::: INPUT RECORDS

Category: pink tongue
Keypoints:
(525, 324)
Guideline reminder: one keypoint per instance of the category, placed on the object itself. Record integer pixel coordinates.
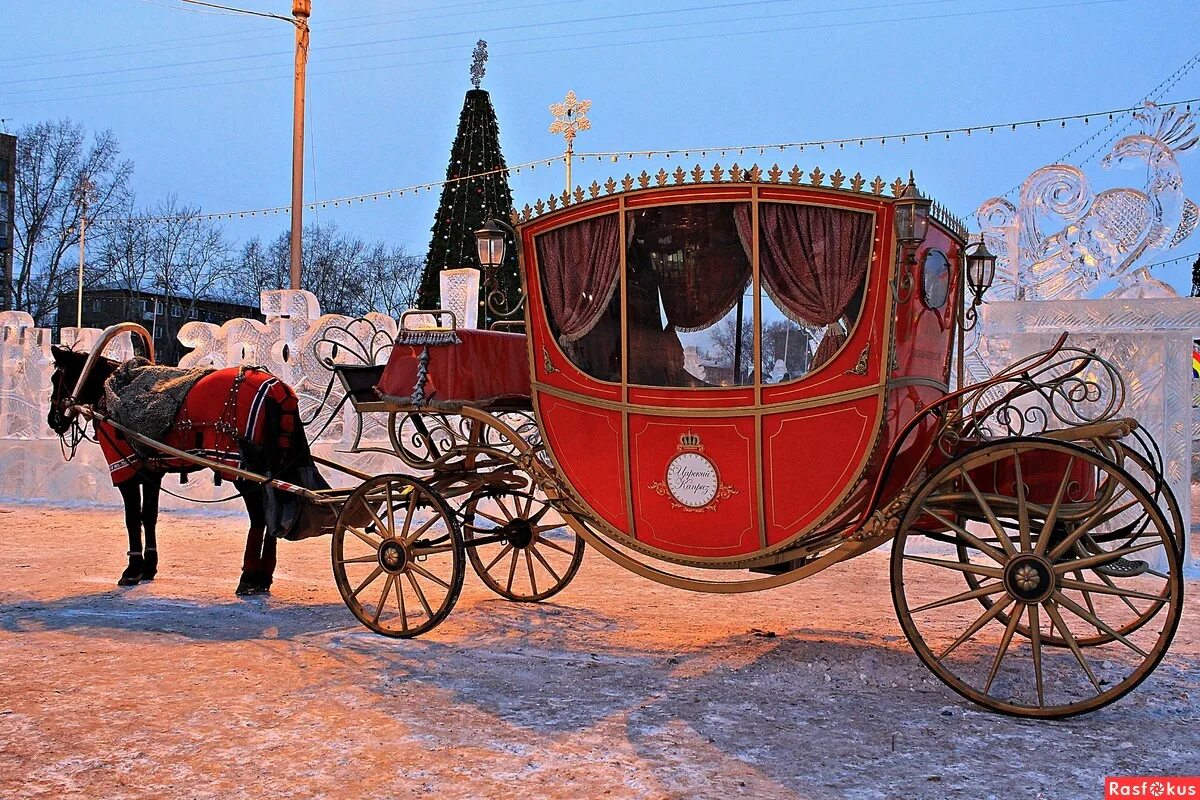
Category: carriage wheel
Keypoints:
(1057, 561)
(1141, 469)
(399, 557)
(519, 545)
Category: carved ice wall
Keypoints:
(294, 343)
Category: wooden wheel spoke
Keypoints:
(489, 517)
(533, 548)
(1111, 584)
(1096, 518)
(376, 517)
(1001, 534)
(408, 512)
(1069, 638)
(400, 601)
(959, 566)
(1087, 617)
(537, 518)
(420, 594)
(366, 537)
(1102, 558)
(1023, 506)
(1113, 589)
(383, 599)
(987, 617)
(513, 570)
(361, 559)
(1087, 595)
(553, 545)
(420, 570)
(367, 581)
(533, 578)
(497, 559)
(1007, 639)
(973, 594)
(425, 525)
(1036, 644)
(975, 541)
(1053, 513)
(432, 549)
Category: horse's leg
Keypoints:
(151, 485)
(132, 499)
(251, 563)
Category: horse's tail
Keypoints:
(289, 458)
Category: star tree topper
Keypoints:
(478, 62)
(570, 116)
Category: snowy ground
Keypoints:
(617, 689)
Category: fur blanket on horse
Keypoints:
(147, 397)
(241, 416)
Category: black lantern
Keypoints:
(981, 270)
(912, 216)
(491, 245)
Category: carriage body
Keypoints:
(676, 453)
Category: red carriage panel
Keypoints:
(695, 485)
(811, 458)
(587, 445)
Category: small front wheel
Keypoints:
(399, 557)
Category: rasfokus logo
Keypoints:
(1152, 787)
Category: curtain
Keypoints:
(579, 269)
(813, 262)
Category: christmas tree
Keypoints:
(477, 188)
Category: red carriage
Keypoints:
(730, 385)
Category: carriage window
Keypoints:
(690, 316)
(811, 269)
(580, 265)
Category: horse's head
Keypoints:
(67, 367)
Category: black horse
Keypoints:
(274, 445)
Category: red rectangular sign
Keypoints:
(1152, 788)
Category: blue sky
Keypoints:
(202, 101)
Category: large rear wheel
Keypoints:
(1063, 548)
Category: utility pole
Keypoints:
(300, 12)
(84, 198)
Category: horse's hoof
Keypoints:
(151, 565)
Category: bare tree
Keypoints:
(348, 275)
(53, 162)
(190, 262)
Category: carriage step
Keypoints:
(781, 567)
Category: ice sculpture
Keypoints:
(1066, 241)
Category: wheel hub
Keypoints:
(393, 555)
(1029, 578)
(519, 533)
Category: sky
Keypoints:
(201, 101)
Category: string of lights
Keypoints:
(348, 200)
(882, 139)
(721, 151)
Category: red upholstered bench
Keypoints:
(485, 370)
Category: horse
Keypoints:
(240, 416)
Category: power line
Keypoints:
(595, 46)
(762, 149)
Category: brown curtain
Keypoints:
(813, 262)
(579, 269)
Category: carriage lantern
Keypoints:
(981, 269)
(912, 217)
(491, 245)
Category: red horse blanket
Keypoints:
(221, 410)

::::::

## WORK TO DO
Please rewrite every line from the one containing "Category: carriage window" down to the end of the material, and add 10 to each number in the keypoint coordinates.

## OUTPUT BELOW
Category: carriage window
Keypoints:
(700, 326)
(821, 279)
(590, 275)
Category: horse's head
Keypoints:
(77, 377)
Category: black horse
Keypoints:
(284, 455)
Category: red rectangular sign
Keypoints:
(1162, 798)
Category: blue sky
Keypoints:
(212, 111)
Category: large rear wheel
Keypoints:
(1073, 558)
Category: utility pole
Keypoints:
(310, 22)
(94, 208)
Category: horse's hoof
Keypoints:
(161, 575)
Category: bare tree
Keypoints:
(358, 285)
(63, 172)
(200, 272)
Category: carriage step
Keypoints:
(791, 577)
Category: ice sculpture
Keypoints:
(1076, 251)
Category: wheel hub
Keypoints:
(403, 565)
(1039, 588)
(529, 543)
Category: sky
Keypoints:
(211, 111)
Category: string of lights
Keypoints:
(358, 210)
(892, 149)
(731, 161)
Category: red upholstered bench
Keypoints:
(495, 380)
Category: horse
Keypoints:
(250, 426)
Category: power line
Keypoints:
(605, 56)
(772, 159)
Category: brown curtain
Keypoints:
(823, 272)
(589, 279)
Category: carriage lantern
Keypoints:
(991, 279)
(922, 227)
(501, 255)
Category: red horse blanket
Keypoints:
(231, 420)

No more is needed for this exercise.